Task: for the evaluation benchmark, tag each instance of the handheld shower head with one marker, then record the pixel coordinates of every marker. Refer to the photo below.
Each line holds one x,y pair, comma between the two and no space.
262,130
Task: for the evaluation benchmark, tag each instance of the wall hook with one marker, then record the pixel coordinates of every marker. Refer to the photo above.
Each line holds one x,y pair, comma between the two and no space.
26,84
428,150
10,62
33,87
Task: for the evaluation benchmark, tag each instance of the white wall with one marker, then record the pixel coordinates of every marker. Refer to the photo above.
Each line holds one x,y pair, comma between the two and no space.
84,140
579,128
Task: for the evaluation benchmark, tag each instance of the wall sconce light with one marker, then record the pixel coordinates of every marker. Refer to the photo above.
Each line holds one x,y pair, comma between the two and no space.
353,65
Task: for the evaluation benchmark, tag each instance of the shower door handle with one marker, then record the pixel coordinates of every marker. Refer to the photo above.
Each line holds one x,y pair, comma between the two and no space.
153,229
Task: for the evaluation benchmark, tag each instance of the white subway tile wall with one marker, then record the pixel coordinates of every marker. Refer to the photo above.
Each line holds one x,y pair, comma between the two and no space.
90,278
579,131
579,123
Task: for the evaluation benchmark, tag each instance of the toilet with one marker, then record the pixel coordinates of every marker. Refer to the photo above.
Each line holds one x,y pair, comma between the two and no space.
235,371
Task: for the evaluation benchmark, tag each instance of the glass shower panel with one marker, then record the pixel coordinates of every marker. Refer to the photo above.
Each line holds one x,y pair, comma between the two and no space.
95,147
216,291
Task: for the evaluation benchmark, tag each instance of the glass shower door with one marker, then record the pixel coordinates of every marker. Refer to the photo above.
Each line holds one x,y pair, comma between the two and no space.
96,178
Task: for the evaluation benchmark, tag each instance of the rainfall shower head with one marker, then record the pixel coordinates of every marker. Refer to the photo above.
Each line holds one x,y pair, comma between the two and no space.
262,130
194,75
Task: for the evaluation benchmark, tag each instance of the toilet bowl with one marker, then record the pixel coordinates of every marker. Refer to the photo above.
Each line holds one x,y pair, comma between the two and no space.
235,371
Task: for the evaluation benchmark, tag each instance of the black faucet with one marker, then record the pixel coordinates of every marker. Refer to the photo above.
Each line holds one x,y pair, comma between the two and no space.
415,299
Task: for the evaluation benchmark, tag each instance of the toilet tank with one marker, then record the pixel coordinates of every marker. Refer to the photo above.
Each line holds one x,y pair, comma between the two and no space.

———

- _EXERCISE REQUIREMENTS_
Copy out the lines from the line containing "glass shower door" to the end of the listing above, without alteration.

- _OUTPUT BELOW_
Task: for the evaluation benchmark, tag each instance of the glass shower door with one marker, then record the pixel coordinates of every marker. Refer to the photo above.
Each line holds one x,y pair, comma between the two and no space.
96,178
Task: for the evaluation benchmark, tag each instance of the rainfall shower head with one marker, then record the pixel coordinates of every marker. Refer to the photo above.
Each line holds one x,y pair, comma between the two and no space.
262,130
194,75
Task: for the evaluation benchmark, tag each instance of the toilet bowl with one marker, then record the pixel coordinates of every marker. Refer to the photo above.
Each line holds one x,y pair, comma between the two and no space.
235,371
Task: for the evaluation benchmark, tag each instance of the black faucet with one marker, then record the pixel coordinates of every marker. Refer to the photo above.
Each line holds one x,y pair, comma between the two and no space.
415,299
Task: for the evaluation benchmark, tag each instance of the toilet tank with one marker, then record the pixel coordinates of every marker. Refer to the photo above.
Each line holds one x,y pair, comma between the two and no space.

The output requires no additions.